» **TASK DETAILS**: Return exactly the lines of the entries, from the one with "Expected: a marker on each instance of the station" to the last.

» **LISTED ENTRIES**:
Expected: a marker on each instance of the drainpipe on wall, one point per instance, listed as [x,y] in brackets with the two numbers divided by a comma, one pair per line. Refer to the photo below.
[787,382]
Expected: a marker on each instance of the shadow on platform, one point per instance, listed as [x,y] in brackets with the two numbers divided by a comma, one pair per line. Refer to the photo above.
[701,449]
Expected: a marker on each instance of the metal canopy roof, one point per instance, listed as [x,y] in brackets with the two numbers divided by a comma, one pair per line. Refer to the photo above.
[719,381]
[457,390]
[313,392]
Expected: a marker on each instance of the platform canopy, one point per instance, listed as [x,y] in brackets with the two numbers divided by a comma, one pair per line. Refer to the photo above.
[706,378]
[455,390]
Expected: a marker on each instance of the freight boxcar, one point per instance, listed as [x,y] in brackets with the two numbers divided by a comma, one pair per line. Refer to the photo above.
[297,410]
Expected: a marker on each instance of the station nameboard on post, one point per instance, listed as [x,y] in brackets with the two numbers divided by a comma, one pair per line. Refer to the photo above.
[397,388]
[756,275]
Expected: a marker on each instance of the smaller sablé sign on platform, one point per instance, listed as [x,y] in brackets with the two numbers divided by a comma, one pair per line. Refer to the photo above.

» **ANSWER SPACE**:
Expected: a marker on each instance of the station nameboard on post, one point per instance, listed as [x,y] in brackets with the two numbers divided by a comma, one pair per line. Refer to the photo above.
[397,388]
[756,275]
Expected: a marker on each instance of the smaller sablé sign on platform, one point per instance, listed as [x,y] in brackets with the two numbers divided by a comma, one pair per line. Refer to the photo above.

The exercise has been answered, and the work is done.